### GOAL
Pick out each line in the records below that contains the word "bass", and copy those lines.

[Stored items from a collection]
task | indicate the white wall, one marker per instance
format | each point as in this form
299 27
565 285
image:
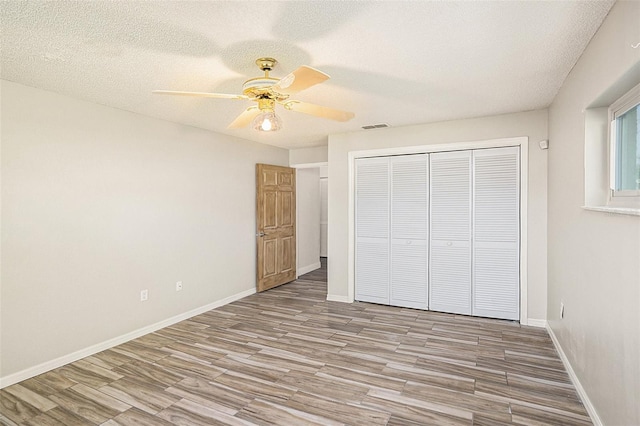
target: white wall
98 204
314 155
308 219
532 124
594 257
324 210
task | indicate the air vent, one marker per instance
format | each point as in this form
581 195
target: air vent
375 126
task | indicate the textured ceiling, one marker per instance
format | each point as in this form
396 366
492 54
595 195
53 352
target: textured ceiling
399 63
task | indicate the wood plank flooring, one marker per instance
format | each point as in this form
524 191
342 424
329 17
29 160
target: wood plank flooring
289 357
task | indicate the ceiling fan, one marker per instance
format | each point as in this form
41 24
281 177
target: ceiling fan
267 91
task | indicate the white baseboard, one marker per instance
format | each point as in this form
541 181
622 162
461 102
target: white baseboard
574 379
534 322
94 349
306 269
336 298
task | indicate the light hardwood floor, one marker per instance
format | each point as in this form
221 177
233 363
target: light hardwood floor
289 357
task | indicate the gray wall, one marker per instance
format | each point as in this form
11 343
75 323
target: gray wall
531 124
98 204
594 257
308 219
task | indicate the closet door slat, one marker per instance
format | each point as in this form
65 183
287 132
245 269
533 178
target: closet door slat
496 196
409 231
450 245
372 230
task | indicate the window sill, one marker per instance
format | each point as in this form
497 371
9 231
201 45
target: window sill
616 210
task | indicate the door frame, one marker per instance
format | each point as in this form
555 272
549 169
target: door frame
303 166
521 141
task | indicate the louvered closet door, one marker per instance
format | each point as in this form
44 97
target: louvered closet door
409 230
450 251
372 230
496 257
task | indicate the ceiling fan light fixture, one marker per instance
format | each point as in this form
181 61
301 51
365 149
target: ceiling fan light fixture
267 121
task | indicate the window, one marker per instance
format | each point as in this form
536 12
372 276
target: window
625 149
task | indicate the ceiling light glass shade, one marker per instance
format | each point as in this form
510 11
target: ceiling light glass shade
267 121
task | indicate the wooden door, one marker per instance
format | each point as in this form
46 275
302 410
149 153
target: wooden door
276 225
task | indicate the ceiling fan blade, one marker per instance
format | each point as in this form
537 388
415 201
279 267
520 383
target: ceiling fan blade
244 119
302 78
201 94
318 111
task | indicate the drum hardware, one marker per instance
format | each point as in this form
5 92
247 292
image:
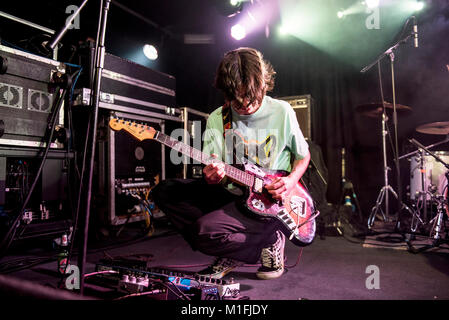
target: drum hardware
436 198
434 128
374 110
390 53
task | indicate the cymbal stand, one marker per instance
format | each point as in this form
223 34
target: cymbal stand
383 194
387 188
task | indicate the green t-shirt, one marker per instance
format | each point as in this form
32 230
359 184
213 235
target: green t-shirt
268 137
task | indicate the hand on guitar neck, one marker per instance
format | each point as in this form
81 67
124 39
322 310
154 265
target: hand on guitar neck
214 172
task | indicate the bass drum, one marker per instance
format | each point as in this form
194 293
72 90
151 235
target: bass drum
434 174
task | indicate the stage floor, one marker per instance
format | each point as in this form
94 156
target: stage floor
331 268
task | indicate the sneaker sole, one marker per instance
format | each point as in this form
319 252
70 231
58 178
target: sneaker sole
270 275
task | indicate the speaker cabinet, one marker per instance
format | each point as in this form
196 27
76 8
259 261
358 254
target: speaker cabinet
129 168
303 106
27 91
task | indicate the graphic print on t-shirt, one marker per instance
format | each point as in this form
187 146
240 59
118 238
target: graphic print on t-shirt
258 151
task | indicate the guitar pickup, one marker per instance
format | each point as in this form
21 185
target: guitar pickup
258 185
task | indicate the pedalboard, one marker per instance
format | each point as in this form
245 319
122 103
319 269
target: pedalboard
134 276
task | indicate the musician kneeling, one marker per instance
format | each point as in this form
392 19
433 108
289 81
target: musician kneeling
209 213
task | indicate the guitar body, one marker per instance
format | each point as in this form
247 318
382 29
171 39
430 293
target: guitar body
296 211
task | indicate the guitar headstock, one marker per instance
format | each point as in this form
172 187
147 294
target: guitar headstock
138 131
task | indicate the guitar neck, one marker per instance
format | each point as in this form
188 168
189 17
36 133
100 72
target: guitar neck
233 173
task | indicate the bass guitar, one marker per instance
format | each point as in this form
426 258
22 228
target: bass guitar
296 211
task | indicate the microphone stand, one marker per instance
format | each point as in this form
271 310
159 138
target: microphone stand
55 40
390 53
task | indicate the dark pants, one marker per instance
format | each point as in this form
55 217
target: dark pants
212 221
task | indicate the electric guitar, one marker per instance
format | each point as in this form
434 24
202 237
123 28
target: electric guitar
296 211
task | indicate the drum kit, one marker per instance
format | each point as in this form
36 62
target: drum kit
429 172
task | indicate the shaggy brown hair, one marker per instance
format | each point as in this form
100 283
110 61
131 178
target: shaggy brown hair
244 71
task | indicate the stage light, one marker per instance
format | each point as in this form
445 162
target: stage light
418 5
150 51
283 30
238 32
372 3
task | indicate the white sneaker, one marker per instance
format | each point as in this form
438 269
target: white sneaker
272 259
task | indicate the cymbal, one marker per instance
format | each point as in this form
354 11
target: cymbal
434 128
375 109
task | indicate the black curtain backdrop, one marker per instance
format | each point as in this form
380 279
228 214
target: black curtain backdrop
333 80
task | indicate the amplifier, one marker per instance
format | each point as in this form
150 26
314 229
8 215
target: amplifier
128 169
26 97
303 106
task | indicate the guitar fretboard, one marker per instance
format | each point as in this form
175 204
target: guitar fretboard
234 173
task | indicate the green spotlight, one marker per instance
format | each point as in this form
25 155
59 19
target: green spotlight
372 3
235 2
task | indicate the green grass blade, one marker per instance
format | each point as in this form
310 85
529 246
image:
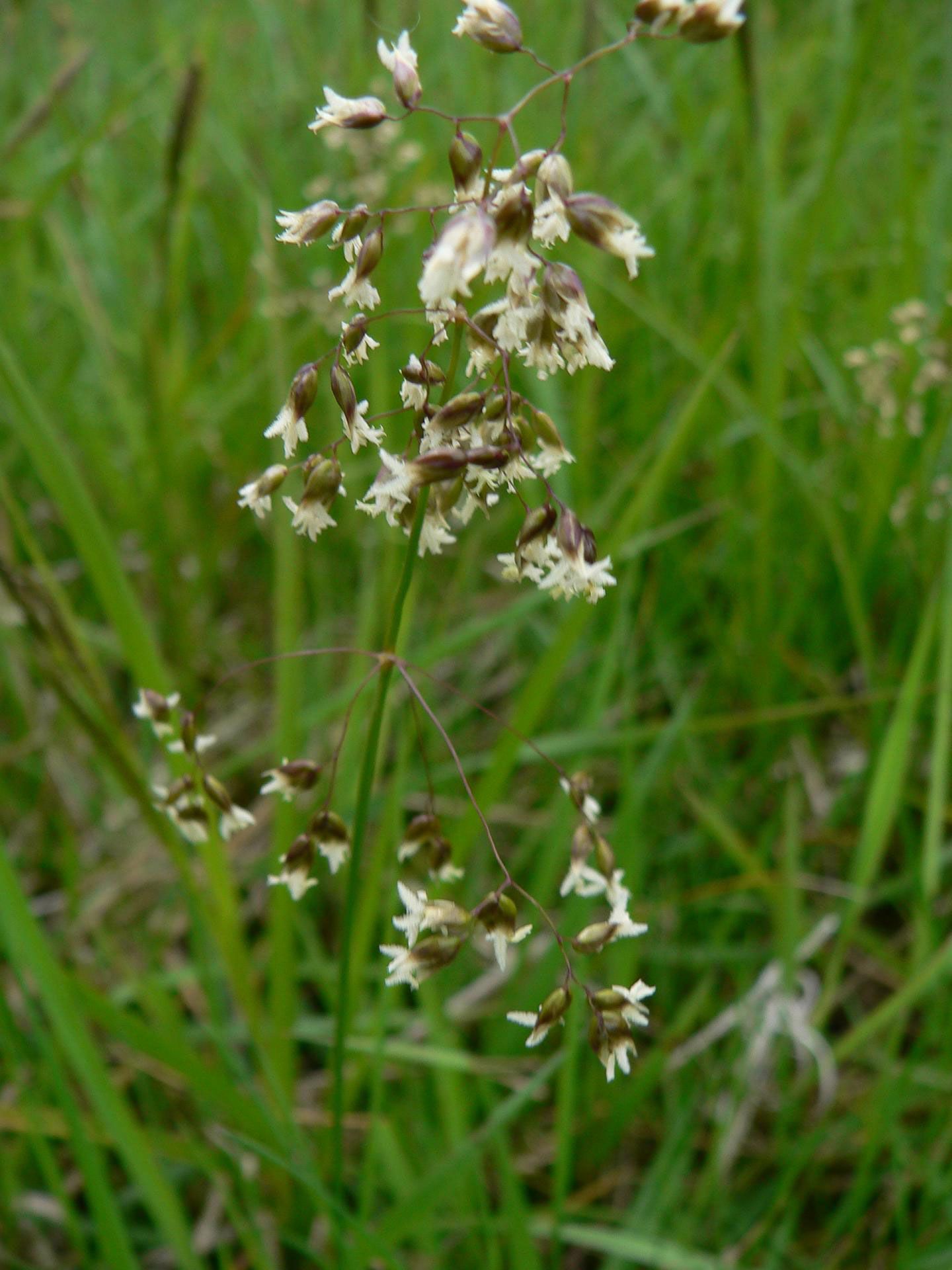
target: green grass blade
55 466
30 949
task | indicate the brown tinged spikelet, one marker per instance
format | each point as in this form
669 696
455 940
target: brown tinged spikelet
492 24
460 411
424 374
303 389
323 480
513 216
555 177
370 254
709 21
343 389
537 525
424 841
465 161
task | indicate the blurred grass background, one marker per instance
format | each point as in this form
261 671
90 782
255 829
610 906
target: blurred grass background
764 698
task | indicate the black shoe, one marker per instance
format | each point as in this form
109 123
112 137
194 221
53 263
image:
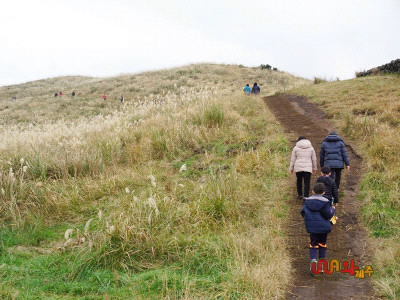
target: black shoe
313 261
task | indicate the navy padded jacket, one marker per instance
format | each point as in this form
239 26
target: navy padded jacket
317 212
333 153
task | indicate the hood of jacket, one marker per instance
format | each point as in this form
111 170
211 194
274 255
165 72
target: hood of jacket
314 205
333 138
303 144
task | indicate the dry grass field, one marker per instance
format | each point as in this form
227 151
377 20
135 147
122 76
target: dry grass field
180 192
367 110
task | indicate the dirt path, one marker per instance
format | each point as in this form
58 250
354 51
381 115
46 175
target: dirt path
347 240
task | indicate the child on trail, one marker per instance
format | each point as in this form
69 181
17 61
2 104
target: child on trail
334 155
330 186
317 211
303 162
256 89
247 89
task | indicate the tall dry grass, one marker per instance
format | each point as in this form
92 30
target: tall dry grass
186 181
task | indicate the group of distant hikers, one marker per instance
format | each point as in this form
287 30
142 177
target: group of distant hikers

---

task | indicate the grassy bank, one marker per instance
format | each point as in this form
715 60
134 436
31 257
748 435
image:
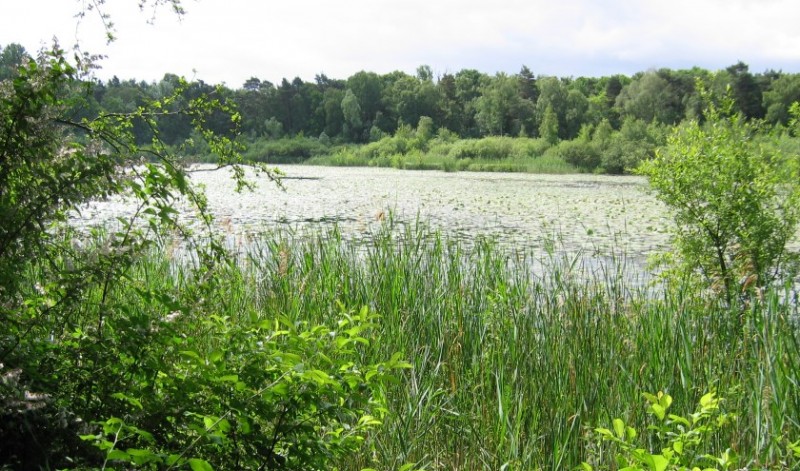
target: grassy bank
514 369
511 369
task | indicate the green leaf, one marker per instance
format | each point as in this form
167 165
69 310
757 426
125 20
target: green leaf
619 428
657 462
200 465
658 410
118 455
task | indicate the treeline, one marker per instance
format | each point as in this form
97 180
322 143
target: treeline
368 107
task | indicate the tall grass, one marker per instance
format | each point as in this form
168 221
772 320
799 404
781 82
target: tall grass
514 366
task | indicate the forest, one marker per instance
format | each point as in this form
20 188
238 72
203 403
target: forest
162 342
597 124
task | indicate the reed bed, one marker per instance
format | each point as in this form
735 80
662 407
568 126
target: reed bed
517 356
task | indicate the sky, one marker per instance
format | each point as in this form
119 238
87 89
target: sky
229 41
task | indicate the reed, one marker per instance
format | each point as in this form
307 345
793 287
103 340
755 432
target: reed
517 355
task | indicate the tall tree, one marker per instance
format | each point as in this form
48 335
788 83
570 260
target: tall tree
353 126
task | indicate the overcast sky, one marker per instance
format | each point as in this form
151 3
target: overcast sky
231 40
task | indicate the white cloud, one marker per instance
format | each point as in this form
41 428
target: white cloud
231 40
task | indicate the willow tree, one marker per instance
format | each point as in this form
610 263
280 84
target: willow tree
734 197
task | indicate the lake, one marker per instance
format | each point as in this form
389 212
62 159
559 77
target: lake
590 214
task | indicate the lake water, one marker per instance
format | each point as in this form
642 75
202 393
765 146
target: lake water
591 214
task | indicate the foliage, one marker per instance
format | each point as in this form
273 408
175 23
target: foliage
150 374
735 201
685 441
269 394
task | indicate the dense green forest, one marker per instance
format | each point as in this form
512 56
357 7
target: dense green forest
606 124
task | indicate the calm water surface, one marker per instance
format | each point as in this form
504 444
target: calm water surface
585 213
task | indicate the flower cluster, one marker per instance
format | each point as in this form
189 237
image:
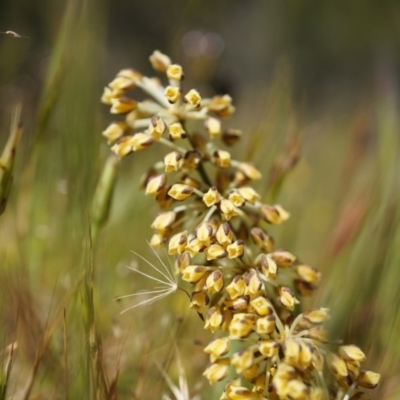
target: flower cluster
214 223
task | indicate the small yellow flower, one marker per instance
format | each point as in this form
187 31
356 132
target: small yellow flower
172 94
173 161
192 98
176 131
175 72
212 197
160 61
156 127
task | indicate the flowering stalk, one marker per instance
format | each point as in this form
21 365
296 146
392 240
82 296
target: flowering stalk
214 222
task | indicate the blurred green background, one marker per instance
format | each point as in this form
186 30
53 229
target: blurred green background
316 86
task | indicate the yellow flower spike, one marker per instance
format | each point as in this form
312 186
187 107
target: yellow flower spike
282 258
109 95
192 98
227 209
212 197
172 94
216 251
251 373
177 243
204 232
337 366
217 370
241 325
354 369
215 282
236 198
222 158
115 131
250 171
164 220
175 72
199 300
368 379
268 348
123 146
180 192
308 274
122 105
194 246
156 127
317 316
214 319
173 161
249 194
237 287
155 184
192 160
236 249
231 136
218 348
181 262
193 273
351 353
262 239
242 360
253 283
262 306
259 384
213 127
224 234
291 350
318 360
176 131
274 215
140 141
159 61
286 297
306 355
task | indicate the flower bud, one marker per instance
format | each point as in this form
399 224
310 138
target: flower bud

### EXPECTED ANSWER
task | indicate the bass drum, one marker per instance
target: bass drum
task | indicate the bass guitar, one marker per instance
target: bass guitar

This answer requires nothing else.